=== Pasaje citado ===

Hackear a sociedades abiertas

Es un lugar común afirmar que el progreso de las tecnologías de la información permite a los ciudadanos colaborar y organizarse en red circunvalando estructuras jerárquicas tradicionales. Sin embargo, el tecnooptimismo está en retirada dando paso al ciberdesencanto. Mientras en las democracias surgen interrogantes acerca del derecho a la privacidad, las cámaras de eco, las fake news o la destrucción de empleo, en los Estados autoritarios los Gobiernos han perfeccionado su capacidad de control sobre la población, de censurar online o de restringir la competencia empresarial.

=== Datos proporcionados ===

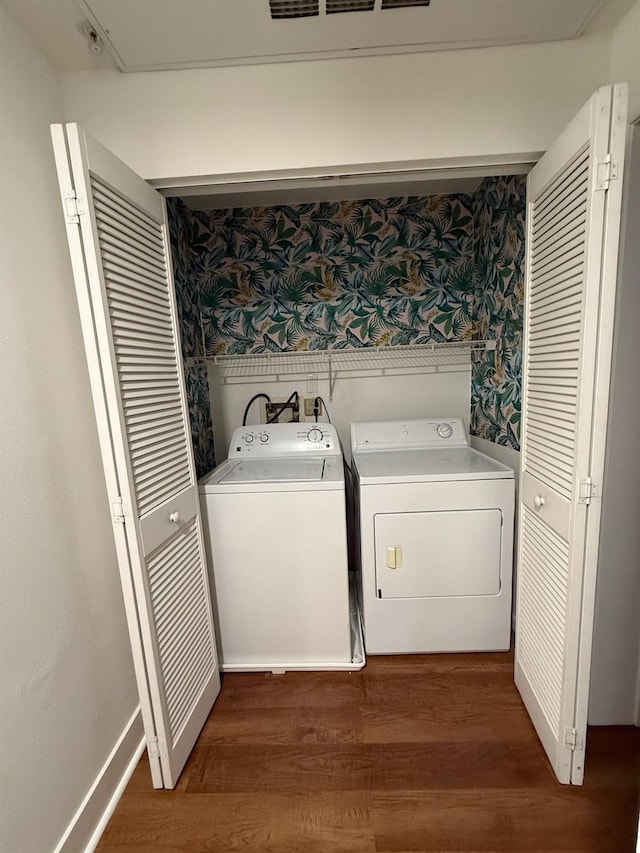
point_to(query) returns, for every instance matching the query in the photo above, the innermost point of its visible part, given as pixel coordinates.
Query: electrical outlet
(288, 412)
(309, 407)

===

Tareas por realizar:
**a.** Según el pasaje citado, ¿a qué está dando paso el tecnooptimismo?
**b.** Reproduce del pasaje citado el fragmento que va de "Es un lugar" a "la competencia empresarial.".

Resultados obtenidos:
**a.** Al ciberdesencanto.

**b.**
Es un lugar común afirmar que el progreso de las tecnologías de la información permite a los ciudadanos colaborar y organizarse en red circunvalando estructuras jerárquicas tradicionales. Sin embargo, el tecnooptimismo está en retirada dando paso al ciberdesencanto. Mientras en las democracias surgen interrogantes acerca del derecho a la privacidad, las cámaras de eco, las fake news o la destrucción de empleo, en los Estados autoritarios los Gobiernos han perfeccionado su capacidad de control sobre la población, de censurar online o de restringir la competencia empresarial.